> Task prompt: Retype the lines below without changing a single character.

> Pointing dataset excerpts:
-------

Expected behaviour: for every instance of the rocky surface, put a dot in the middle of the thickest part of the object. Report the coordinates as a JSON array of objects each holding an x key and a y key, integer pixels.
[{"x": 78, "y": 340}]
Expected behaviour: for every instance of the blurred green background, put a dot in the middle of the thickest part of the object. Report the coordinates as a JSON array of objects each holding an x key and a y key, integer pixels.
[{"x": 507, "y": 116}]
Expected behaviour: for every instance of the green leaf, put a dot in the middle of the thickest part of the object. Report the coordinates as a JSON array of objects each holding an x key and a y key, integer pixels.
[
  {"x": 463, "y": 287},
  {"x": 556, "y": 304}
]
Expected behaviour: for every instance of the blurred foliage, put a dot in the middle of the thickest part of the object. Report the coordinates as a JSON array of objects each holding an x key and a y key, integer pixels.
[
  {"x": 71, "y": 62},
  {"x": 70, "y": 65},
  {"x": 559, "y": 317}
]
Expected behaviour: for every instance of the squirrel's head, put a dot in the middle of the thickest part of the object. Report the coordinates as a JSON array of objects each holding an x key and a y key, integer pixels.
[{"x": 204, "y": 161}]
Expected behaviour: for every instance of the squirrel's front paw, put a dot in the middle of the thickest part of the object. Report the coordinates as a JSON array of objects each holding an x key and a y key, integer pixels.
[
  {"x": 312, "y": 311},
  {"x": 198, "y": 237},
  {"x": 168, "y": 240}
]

-------

> Task solution:
Expected behaviour: for every instance of the rocky surface, put a dot in the middle of the thickest part of the object. Report the coordinates as a JSON array of objects each holding an x key and a y key, integer pixels.
[{"x": 78, "y": 340}]
Expected behaviour: for every instance of the blurred green background, put a dot in the middle of the thickest part of the object. Report the coordinates as a JSON array of objects each holding an x key and a y key, integer pixels.
[{"x": 507, "y": 116}]
Expected behaviour: for every instance of the green leaf, put a dot in the middle of the thickest part of the object. Report the coordinates as a JSON array of objects each holding an x key and a y key, integer pixels.
[
  {"x": 463, "y": 287},
  {"x": 556, "y": 304}
]
Expected behaviour: for every instance of the blurred foliage, put a dot in the middle of the thickest part of the object. Report the coordinates as a JSON array of objects each holding an x key and a y key, integer pixels.
[
  {"x": 71, "y": 62},
  {"x": 70, "y": 65},
  {"x": 559, "y": 317}
]
Expected behaviour: for every instance of the squirrel's head, put a dot in the middle of the thickest part of the object. Report the coordinates as a JSON array of objects each holding an x key and a y key, integer pixels.
[{"x": 204, "y": 161}]
Expected behaviour: for every instance of the squirrel's front paw, put a dot in the middle of the thickest part of the object. Report the coordinates as a JSON array of objects each holding an x key and a y key, integer pixels.
[
  {"x": 312, "y": 311},
  {"x": 198, "y": 237},
  {"x": 168, "y": 240}
]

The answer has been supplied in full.